Selected extract.

How We Research
We are not licensed clinicians, and our content is not medically reviewed. What we offer instead is a transparent, repeatable method: every clinical claim is traced to a primary source, weighed by the strength of the evidence behind it, and kept current. Here is exactly how that works.
Our sourcing hierarchy
We draw on publicly available, authoritative sources, in this order of preference:
- Peer-reviewed literature — PubMed/PMC-indexed studies, cited with PMID or DOI links.
- FDA — drug labeling, approvals, and bulk-substance/compounding guidance.
- ClinicalTrials.gov and registered trial records.
- Institutional clinical guidelines and government health agencies.
- Reputable health media, used only to point back to the underlying primary source.
Where only anecdotal or community evidence exists, we say so explicitly and label it as such.

Problems and tasks.
**1.** Answer these questions about the "How We Research" page:
(a) What links are given when peer-reviewed studies are cited?
(b) For what purpose is reputable health media used?
(c) What is done when only anecdotal or community evidence exists?
**2.** List the sources in the sourcing hierarchy of the "How We Research" page, in their order of preference.
The data after this point comes from a separate source.

Entries shown.

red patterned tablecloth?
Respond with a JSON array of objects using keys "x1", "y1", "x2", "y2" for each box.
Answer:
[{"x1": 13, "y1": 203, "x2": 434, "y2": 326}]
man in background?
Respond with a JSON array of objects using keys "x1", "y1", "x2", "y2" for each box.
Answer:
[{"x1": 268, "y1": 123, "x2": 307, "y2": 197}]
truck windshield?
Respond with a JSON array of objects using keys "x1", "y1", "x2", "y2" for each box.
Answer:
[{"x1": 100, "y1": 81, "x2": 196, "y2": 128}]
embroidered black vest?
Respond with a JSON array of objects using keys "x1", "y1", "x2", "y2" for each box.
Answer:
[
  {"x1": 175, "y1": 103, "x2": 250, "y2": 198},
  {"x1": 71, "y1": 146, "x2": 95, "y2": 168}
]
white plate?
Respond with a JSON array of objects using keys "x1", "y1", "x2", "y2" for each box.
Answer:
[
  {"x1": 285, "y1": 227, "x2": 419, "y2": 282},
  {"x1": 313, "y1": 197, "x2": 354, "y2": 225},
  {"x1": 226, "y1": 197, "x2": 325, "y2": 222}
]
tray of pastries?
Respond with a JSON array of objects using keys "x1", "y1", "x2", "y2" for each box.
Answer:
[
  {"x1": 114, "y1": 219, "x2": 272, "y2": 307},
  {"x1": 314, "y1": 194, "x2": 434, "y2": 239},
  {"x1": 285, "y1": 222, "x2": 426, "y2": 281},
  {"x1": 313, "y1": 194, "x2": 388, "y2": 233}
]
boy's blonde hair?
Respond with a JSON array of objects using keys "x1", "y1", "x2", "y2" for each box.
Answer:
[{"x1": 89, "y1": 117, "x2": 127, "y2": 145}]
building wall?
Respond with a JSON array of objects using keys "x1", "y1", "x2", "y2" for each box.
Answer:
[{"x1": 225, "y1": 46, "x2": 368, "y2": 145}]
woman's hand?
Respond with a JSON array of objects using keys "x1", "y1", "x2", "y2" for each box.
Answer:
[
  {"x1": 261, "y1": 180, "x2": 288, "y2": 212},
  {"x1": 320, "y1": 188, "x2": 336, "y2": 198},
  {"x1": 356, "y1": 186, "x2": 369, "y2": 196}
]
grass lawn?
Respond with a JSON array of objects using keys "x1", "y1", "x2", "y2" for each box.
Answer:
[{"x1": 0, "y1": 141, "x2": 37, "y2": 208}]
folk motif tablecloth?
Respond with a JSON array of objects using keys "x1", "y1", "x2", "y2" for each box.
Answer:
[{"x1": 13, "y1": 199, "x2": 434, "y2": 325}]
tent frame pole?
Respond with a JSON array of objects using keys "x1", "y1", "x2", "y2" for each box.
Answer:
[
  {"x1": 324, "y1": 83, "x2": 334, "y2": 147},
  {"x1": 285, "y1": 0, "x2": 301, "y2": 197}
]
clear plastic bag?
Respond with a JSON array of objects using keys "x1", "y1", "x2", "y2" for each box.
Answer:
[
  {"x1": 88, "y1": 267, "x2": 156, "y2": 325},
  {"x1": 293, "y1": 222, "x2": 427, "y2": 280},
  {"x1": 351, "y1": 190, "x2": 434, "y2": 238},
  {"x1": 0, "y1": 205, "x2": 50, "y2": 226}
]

---

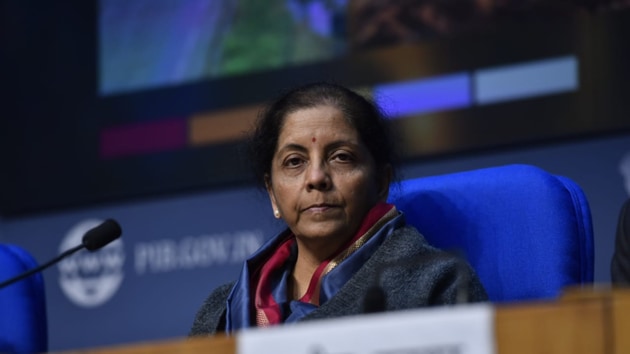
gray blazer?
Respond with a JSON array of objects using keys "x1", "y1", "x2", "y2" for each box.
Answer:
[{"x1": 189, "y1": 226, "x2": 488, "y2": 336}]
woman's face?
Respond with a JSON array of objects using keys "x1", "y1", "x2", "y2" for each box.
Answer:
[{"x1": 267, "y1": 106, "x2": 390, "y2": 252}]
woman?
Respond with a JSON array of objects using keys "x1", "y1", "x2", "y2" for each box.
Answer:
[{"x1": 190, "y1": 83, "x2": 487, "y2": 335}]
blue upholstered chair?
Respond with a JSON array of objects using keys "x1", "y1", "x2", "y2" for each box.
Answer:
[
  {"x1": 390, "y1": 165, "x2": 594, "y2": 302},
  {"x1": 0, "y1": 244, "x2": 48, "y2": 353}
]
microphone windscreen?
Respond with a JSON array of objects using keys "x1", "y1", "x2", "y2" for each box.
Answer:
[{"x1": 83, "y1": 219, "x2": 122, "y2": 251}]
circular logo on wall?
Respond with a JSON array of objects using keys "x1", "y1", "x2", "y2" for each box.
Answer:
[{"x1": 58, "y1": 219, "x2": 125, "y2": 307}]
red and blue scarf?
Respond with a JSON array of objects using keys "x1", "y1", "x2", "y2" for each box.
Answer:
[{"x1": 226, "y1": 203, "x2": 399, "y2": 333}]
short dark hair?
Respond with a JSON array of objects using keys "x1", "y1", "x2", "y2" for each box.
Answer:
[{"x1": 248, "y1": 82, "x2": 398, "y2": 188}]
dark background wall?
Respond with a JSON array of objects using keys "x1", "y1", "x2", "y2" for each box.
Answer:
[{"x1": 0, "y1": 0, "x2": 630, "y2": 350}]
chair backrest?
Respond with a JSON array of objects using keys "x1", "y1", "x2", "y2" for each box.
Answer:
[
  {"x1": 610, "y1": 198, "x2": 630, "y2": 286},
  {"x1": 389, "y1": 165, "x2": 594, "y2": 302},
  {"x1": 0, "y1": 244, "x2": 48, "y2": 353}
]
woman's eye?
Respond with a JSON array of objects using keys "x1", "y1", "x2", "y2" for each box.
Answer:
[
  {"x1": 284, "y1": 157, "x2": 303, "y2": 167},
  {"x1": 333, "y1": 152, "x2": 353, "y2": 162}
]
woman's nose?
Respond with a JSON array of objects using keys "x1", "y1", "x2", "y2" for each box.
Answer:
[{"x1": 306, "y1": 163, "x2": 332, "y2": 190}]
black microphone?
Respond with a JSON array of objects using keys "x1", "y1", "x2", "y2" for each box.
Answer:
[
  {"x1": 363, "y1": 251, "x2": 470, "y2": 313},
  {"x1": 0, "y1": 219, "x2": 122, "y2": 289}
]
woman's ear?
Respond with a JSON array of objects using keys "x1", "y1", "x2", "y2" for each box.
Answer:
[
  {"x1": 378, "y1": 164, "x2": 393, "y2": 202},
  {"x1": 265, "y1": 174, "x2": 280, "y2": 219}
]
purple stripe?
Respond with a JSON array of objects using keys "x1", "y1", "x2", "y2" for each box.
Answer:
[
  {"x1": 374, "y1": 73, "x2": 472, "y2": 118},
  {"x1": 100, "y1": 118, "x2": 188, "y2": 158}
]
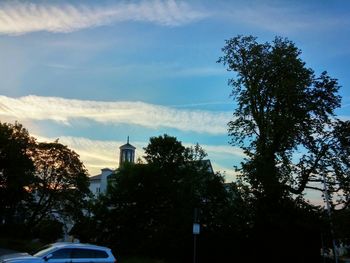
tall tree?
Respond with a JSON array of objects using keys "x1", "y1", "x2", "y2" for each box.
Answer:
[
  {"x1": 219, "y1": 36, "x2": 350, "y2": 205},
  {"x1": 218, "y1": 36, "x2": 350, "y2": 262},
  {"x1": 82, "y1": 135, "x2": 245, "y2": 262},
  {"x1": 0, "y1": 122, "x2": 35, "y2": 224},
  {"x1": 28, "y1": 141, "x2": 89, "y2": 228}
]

...

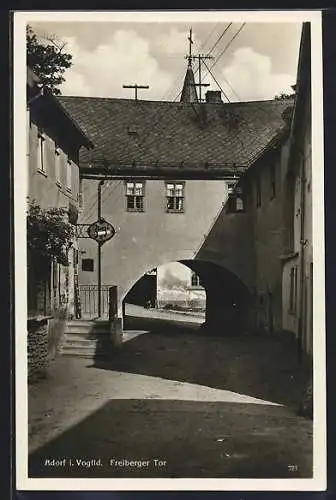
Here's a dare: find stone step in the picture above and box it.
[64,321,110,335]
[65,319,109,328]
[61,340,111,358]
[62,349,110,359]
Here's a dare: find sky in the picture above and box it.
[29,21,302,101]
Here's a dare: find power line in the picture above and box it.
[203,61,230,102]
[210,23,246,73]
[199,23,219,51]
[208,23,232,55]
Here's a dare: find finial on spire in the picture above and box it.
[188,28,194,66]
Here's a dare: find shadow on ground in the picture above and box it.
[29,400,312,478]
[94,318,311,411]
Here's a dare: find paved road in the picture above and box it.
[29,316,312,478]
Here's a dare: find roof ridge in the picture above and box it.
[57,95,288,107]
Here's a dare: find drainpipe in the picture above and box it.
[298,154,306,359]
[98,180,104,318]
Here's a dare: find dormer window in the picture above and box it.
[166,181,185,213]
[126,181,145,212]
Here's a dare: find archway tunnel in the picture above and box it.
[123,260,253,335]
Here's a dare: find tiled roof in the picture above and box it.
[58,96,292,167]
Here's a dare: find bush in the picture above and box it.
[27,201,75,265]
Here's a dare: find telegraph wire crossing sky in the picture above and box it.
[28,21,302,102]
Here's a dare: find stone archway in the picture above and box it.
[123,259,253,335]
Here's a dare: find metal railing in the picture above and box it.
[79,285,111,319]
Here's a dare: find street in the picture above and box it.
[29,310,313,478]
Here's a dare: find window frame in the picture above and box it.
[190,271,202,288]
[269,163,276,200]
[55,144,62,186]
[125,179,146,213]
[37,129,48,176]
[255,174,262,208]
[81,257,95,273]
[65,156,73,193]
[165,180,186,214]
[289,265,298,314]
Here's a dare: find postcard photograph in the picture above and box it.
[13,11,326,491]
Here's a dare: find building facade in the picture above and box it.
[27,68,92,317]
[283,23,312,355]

Exercise answers.
**1.**
(a) PMID or DOI links.
(b) Only to point back to the underlying primary source.
(c) They say so explicitly and label it as such.

**2.**
1. Peer-reviewed literature
2. FDA
3. ClinicalTrials.gov and registered trial records
4. Institutional clinical guidelines and government health agencies
5. Reputable health media